** Start DATASET ROWS **
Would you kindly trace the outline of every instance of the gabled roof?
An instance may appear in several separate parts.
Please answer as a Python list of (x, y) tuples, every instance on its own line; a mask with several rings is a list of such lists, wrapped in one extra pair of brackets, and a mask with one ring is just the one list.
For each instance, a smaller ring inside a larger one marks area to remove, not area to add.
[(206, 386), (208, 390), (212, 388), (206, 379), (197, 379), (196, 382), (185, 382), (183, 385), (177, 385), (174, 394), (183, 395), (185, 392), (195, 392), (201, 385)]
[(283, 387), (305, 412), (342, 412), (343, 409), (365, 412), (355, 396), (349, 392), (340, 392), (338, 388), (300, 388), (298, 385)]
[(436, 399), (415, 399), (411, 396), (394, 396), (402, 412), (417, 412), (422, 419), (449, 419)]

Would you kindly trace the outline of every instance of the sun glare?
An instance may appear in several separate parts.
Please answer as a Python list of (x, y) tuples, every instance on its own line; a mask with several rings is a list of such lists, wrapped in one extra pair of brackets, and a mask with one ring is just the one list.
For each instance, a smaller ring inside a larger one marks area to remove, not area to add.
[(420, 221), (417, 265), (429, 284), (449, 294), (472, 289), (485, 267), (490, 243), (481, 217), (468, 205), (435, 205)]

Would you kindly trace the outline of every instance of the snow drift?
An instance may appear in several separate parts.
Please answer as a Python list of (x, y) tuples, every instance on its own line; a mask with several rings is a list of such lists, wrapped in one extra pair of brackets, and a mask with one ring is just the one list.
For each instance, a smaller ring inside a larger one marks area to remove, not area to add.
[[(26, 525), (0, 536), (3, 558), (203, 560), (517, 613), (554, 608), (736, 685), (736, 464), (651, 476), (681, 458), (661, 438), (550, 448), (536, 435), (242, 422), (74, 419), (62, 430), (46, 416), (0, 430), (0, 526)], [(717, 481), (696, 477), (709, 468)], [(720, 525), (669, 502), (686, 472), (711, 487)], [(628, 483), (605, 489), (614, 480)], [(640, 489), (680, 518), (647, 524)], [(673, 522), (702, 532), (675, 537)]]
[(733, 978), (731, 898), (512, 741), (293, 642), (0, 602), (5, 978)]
** End DATASET ROWS **
▸ **STATED PROBLEM**
Copy out all of the records above, switching every "outline" to "boundary" and leaving everything else unchanged.

▸ **RESULT OF THIS TASK**
Would you kindly trace the boundary of every instance of the gabled roof?
An instance may appear in several separate parts.
Please answer as a Python list of (x, y) tuples, every instance on its own line; a mask with several rings is a list of such lists, wrapped in one extra pair of brackets, and a mask with one ring is just the one list.
For each instance, a smaller ring inside a larger one marks area to remove, not area to add.
[(206, 386), (208, 390), (212, 388), (206, 379), (197, 379), (196, 382), (185, 382), (183, 385), (177, 385), (174, 394), (183, 395), (185, 392), (195, 392), (201, 385)]
[(283, 387), (305, 412), (342, 412), (343, 409), (365, 412), (355, 396), (349, 392), (340, 392), (338, 388), (300, 388), (298, 385)]
[(436, 399), (415, 399), (411, 396), (394, 396), (402, 412), (417, 412), (422, 419), (449, 419)]

Would you kindly trace the boundary of every instance of the sun glare?
An instance may appear in several separate parts.
Please answer as a Python list of (x, y) tuples, every instance on its own line; a mask with several rings is a list of such lists, wrapped in one extra pair of brackets, and a mask with one ring is just the one list.
For each instance, a smaller ring inside a larger one marks area to remove, not area to add.
[(420, 221), (417, 265), (429, 284), (449, 294), (472, 289), (485, 267), (490, 243), (481, 217), (468, 205), (435, 205)]

Would you kindly trace the boundary of every instance of the snow drift?
An instance may appear in several separate parts.
Please answer as a Python list of (x, y) tuples, every instance on its own line; a mask with several rings is a list of such lists, wrapped in one extra pair of brackets, and a mask with one ring is just the one list.
For each instance, a smaller ring inside a larger one marks area to remove, not area to add.
[[(26, 525), (0, 536), (3, 558), (203, 560), (517, 613), (554, 608), (736, 685), (736, 464), (651, 476), (681, 458), (661, 438), (550, 448), (536, 435), (242, 422), (74, 419), (62, 430), (46, 416), (0, 430), (0, 526)], [(717, 481), (696, 477), (709, 468)], [(720, 525), (669, 502), (686, 472), (711, 487)], [(628, 483), (605, 489), (614, 480)], [(640, 489), (680, 518), (647, 524)], [(673, 522), (702, 532), (675, 537)]]
[(733, 978), (731, 898), (512, 741), (293, 642), (0, 602), (5, 978)]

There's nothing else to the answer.